EXERCISE INSTRUCTIONS:
**A.** Using the Rexroth anthology page, answer these questions:
(i) Around what year was the unpublished anthology gathered?
(ii) In which state did the old Potawatomi Indian work for Rexroth's grandmother?
(iii) In what year did Rexroth write the article American Indian Songs?
**B.** Duplicate the stretch of the Rexroth anthology page from "Sometime during the" through "it to happen.".
**C.** List the titles of all the numbered sections in the Rexroth anthology page's table of contents.

BUREAU OF PUBLIC SECRETS


 

 

THE POETRY OF PRE-LITERATE PEOPLES

An unpublished anthology gathered by Kenneth Rexroth (ca. 1975)


 

Editorial Note
Introduction
1. The Far North 
2. The American Indian
3. Central and South America
4. Africa
5. The South Seas
6. Asia
7. Australia

 

 


 

Editorial Note



Kenneth Rexroth had been very interested in preliterate peoples and their poetry and songs since his childhood. His autobiography includes a moving account of his time spent with an old Potawatomi Indian who worked as a gardener and handyman for his grandmother in Indiana around 1910-1912, as well as a more adult adventure with some Navajo women in the early 1920s. Some of his earliest poems are clearly influenced by preliterate songs, and even incorporate passages from them. In 1956 he wrote an appreciative article, American Indian Songs, with numerous examples of translations by the great ethnomusicologist Frances Densmore.

Sometime during the early 1970s he put together a selection of texts for a book to be titled The Poetry of Pre-Literate Peoples. He apparently had a prospective publisher, and the “Other Books by Kenneth Rexroth” page in some of his books from around that time lists him as editor of “An Anthology of Pre-Literate Poetry,” so it sounds like he was definitely expecting it to happen.

[Saved entries]
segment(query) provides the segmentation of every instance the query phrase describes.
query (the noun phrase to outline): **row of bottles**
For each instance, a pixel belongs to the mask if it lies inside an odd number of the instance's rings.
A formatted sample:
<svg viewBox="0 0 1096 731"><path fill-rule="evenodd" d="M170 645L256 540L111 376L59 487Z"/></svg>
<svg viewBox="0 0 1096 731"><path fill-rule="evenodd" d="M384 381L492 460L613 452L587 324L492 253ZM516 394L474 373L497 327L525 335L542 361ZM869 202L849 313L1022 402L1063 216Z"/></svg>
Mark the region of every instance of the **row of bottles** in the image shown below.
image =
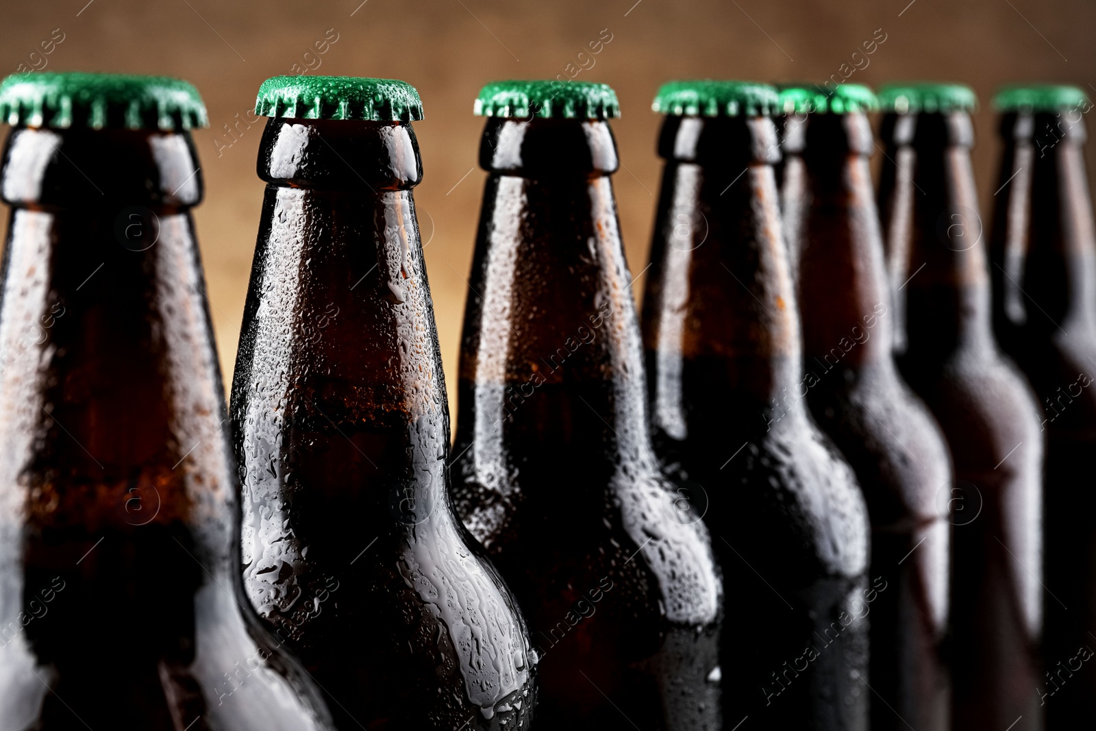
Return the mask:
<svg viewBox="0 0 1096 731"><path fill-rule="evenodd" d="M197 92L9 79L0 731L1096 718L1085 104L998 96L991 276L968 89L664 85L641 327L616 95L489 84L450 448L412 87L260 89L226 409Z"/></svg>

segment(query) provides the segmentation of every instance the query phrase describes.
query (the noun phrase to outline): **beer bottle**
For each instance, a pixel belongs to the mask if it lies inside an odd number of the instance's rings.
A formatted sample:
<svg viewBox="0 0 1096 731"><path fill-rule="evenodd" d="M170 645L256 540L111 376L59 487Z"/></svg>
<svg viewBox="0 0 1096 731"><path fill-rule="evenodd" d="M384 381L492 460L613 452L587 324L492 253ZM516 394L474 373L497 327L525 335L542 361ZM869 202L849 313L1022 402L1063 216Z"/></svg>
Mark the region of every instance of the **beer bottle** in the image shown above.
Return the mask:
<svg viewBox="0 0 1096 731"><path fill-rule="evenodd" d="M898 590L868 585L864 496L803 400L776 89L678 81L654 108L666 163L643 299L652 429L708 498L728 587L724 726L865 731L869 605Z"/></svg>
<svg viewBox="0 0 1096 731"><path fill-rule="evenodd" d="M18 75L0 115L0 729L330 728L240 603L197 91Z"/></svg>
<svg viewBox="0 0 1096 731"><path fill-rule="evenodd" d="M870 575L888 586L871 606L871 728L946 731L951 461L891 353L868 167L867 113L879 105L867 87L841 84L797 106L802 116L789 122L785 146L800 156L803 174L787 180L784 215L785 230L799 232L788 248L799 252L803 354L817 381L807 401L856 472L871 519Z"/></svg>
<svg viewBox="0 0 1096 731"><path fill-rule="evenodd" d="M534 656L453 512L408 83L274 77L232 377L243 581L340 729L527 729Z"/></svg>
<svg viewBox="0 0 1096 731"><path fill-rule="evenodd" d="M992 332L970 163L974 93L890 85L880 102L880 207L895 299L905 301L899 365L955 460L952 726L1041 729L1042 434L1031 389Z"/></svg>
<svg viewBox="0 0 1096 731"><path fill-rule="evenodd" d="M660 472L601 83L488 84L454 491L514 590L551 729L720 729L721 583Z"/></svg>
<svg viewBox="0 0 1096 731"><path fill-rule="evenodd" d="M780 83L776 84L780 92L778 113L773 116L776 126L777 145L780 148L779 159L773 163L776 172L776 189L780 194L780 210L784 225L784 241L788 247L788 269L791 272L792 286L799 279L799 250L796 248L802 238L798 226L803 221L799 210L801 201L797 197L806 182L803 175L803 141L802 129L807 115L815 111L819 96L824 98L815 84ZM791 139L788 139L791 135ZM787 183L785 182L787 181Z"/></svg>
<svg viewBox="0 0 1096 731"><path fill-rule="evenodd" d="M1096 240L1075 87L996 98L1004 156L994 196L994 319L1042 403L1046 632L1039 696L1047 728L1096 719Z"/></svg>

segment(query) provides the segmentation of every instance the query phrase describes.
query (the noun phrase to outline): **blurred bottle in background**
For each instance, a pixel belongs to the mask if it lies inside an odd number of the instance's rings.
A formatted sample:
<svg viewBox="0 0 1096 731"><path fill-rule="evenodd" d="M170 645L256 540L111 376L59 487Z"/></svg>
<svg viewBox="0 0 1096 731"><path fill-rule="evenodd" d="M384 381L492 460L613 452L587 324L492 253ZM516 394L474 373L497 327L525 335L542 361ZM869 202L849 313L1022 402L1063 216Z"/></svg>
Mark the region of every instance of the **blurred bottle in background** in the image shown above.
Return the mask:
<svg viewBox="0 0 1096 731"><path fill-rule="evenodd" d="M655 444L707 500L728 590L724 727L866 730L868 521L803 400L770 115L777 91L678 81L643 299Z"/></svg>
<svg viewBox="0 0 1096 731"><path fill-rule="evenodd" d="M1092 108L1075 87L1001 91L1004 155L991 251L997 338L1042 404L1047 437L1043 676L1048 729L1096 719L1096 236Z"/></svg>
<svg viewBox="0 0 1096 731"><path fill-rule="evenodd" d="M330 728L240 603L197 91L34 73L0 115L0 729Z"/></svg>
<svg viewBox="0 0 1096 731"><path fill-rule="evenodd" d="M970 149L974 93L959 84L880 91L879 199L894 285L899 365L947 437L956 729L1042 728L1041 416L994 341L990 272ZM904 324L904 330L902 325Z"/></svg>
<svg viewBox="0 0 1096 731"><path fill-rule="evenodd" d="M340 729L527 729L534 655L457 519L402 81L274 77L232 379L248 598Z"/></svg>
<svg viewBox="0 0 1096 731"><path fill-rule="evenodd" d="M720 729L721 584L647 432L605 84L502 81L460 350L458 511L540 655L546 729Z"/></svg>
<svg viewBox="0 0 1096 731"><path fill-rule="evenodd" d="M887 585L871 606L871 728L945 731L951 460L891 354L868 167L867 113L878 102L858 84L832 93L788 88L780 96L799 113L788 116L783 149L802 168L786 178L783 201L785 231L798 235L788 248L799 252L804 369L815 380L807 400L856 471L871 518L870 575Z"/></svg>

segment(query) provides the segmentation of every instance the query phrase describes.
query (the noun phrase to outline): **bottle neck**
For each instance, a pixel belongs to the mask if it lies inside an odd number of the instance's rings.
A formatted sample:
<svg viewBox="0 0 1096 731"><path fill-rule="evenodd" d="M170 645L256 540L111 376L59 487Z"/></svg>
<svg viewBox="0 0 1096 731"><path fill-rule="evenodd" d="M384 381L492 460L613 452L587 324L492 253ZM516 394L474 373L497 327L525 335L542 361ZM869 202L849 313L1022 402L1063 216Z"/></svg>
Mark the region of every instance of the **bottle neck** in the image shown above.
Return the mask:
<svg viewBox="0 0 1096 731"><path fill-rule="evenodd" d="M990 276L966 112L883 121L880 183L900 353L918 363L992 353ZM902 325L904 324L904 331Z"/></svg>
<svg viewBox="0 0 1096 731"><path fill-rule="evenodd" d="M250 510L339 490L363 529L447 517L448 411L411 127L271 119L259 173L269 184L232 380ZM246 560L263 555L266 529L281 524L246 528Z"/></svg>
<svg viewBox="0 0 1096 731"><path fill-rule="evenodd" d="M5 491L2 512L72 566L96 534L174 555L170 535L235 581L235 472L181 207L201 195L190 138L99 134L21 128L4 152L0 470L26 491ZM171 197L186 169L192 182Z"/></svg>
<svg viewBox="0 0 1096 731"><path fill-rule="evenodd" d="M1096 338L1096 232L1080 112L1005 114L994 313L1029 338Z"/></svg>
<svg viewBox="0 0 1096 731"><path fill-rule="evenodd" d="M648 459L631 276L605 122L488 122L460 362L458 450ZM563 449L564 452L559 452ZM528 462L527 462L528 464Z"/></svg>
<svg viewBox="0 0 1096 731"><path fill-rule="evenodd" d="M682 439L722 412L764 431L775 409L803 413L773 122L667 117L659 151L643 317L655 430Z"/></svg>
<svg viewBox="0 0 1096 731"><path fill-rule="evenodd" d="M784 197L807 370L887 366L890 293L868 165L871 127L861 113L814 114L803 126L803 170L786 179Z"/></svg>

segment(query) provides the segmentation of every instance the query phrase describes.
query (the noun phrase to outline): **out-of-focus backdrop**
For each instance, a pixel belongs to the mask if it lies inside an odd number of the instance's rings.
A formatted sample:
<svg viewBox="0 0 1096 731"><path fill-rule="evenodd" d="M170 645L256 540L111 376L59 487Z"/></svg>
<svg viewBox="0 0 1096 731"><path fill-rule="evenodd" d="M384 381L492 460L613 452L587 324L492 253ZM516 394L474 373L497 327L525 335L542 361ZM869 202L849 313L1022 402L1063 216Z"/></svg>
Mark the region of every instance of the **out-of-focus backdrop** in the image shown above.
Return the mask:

* * *

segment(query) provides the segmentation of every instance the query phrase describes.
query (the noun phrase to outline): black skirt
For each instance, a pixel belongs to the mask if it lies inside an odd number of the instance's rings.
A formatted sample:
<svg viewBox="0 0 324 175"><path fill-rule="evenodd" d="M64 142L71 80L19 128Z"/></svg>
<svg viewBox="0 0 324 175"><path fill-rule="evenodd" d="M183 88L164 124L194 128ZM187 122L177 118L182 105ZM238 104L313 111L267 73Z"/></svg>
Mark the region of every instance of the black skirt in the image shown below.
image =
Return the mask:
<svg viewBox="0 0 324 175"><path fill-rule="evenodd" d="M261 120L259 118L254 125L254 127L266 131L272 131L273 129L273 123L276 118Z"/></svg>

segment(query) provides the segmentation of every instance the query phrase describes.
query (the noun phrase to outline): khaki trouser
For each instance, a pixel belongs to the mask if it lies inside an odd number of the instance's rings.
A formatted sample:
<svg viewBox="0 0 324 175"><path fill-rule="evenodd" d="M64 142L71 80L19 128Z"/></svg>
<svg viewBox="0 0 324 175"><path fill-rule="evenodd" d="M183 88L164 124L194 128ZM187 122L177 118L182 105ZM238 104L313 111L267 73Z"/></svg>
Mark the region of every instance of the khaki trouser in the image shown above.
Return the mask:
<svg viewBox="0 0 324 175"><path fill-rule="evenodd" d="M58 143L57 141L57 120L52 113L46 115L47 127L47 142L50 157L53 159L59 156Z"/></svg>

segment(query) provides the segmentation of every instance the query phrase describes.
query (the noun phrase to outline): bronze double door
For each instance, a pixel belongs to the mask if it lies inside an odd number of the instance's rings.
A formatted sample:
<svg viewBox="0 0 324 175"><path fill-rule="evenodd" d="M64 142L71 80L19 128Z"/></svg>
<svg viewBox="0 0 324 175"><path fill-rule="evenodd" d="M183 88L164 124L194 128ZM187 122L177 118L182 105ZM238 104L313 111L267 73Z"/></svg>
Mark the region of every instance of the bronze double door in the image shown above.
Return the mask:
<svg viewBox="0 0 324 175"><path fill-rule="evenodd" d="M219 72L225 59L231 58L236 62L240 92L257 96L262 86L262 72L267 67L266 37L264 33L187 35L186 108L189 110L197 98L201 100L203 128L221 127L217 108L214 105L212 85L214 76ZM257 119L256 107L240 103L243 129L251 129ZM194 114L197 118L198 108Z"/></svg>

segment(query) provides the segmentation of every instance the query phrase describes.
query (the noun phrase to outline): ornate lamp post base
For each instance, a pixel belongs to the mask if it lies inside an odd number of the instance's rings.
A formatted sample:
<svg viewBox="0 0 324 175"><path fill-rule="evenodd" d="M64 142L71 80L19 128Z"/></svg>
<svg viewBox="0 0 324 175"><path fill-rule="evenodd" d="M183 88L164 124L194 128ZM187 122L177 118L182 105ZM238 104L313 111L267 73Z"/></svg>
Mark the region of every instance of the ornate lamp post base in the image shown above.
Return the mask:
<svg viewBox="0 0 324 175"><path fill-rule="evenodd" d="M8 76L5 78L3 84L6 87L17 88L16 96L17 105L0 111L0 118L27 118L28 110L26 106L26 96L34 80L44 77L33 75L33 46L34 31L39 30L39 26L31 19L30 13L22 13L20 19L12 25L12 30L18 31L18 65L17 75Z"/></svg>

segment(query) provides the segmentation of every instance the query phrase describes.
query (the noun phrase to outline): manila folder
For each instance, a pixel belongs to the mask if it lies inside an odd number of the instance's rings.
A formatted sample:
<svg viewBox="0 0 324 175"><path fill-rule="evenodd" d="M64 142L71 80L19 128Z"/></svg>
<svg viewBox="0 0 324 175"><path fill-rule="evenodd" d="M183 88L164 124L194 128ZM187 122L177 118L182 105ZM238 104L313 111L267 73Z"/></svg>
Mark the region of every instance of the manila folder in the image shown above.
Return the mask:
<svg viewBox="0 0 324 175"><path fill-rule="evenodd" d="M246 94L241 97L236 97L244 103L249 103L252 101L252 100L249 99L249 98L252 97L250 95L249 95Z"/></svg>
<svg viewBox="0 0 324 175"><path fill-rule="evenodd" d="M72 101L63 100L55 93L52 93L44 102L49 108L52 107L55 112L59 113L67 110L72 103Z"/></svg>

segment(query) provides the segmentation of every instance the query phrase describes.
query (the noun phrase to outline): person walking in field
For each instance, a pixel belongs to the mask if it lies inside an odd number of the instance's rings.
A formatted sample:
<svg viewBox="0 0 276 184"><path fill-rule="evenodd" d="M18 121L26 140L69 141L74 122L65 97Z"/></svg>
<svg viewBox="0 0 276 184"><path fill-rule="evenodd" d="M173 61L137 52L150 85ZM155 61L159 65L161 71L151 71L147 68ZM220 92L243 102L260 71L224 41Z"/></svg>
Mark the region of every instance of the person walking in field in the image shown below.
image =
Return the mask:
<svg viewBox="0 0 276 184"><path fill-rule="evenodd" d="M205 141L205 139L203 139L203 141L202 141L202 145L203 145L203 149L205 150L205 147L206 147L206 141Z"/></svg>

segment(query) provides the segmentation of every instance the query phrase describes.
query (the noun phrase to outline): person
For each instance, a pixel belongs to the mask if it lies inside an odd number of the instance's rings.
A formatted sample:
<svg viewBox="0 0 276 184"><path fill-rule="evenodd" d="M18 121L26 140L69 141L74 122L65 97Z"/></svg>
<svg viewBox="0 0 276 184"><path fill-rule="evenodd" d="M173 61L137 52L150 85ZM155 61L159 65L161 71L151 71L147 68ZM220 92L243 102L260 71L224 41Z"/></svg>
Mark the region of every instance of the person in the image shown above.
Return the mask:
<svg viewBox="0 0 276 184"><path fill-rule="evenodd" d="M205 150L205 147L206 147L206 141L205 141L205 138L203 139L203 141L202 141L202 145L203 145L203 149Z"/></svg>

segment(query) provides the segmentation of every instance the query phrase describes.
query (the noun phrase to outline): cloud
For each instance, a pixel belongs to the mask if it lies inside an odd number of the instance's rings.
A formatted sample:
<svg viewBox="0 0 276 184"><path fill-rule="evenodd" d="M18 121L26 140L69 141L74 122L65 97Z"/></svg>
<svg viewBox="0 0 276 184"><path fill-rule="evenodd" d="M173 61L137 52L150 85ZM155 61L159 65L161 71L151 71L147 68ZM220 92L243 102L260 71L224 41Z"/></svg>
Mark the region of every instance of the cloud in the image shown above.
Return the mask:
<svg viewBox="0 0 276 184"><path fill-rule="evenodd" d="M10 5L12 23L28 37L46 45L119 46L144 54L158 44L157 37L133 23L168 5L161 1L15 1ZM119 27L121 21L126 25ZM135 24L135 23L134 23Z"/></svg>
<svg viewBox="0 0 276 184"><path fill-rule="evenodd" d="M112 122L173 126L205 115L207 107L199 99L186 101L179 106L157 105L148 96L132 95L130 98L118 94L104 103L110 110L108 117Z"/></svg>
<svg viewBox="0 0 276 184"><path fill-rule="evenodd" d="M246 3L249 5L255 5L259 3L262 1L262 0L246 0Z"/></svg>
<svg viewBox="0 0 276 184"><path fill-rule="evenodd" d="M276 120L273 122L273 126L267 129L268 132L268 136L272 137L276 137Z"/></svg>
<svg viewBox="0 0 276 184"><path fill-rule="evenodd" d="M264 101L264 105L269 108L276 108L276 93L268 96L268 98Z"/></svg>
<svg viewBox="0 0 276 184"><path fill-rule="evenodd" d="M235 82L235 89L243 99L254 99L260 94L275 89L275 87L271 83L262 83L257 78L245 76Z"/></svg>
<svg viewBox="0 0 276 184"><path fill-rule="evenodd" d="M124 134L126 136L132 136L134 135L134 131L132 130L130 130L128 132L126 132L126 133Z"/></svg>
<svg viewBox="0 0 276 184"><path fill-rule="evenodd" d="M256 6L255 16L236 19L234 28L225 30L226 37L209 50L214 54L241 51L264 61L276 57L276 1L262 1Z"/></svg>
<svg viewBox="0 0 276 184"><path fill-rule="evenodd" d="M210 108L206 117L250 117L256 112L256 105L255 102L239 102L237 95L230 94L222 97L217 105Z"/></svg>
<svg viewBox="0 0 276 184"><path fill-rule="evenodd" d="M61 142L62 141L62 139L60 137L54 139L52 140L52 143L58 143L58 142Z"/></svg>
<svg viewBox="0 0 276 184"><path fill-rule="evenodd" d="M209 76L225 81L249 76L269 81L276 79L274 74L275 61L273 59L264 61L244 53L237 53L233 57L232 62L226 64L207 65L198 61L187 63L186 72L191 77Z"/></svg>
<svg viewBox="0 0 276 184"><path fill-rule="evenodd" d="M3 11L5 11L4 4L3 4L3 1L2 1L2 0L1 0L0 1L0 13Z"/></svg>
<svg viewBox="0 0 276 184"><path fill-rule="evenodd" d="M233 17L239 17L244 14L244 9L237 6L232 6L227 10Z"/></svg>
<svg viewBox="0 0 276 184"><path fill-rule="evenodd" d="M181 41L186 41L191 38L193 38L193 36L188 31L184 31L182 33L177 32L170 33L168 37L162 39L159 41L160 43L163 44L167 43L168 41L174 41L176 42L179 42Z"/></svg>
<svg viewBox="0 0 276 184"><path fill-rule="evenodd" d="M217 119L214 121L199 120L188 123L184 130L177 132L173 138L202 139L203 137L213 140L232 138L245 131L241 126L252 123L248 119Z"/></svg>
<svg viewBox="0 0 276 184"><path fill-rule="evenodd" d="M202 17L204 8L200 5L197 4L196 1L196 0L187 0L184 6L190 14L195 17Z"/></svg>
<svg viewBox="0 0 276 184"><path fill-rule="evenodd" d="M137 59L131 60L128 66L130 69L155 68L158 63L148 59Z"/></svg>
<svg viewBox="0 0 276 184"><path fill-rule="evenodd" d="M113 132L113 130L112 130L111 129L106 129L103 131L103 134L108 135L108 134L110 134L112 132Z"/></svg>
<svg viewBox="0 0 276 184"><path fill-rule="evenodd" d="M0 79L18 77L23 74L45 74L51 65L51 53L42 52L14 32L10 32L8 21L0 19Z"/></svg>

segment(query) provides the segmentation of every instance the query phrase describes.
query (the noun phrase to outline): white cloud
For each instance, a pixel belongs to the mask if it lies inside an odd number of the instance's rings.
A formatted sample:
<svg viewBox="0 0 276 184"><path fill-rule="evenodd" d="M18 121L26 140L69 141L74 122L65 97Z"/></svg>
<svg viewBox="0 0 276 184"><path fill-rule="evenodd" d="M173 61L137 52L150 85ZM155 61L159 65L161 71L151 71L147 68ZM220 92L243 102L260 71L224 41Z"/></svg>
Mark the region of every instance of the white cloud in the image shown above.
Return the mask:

...

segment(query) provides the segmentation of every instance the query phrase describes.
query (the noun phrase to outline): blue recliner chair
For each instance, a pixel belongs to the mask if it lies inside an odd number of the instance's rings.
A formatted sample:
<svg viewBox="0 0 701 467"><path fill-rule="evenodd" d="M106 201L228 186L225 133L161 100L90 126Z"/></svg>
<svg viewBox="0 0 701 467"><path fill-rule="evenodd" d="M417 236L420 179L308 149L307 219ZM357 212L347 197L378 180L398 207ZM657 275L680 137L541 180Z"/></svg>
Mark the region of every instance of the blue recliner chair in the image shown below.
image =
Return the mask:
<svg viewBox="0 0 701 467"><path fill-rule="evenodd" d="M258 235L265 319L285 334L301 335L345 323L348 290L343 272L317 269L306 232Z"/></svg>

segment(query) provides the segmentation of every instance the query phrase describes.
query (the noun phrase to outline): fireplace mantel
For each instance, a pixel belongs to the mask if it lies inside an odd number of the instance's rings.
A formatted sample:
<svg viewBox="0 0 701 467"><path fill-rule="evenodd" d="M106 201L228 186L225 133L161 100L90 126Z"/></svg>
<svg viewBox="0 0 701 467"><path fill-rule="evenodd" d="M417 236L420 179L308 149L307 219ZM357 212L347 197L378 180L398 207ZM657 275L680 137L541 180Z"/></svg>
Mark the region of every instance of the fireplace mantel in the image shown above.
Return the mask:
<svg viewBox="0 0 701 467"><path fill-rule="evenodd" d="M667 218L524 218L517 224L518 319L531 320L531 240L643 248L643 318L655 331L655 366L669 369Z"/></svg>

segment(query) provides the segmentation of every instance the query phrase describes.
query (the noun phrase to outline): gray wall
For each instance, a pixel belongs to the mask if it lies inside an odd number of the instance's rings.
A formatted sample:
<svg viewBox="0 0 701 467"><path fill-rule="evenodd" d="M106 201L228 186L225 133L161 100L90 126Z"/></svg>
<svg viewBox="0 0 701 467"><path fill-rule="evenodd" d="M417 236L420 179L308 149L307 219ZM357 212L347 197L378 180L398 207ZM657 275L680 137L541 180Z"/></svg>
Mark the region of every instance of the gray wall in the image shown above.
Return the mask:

SOLVED PROBLEMS:
**A.**
(i) Around 1975
(ii) Indiana
(iii) 1956

**B.**
Sometime during the early 1970s he put together a selection of texts for a book to be titled The Poetry of Pre-Literate Peoples. He apparently had a prospective publisher, and the “Other Books by Kenneth Rexroth” page in some of his books from around that time lists him as editor of “An Anthology of Pre-Literate Poetry,” so it sounds like he was definitely expecting it to happen.

**C.**
The Far North
The American Indian
Central and South America
Africa
The South Seas
Asia
Australia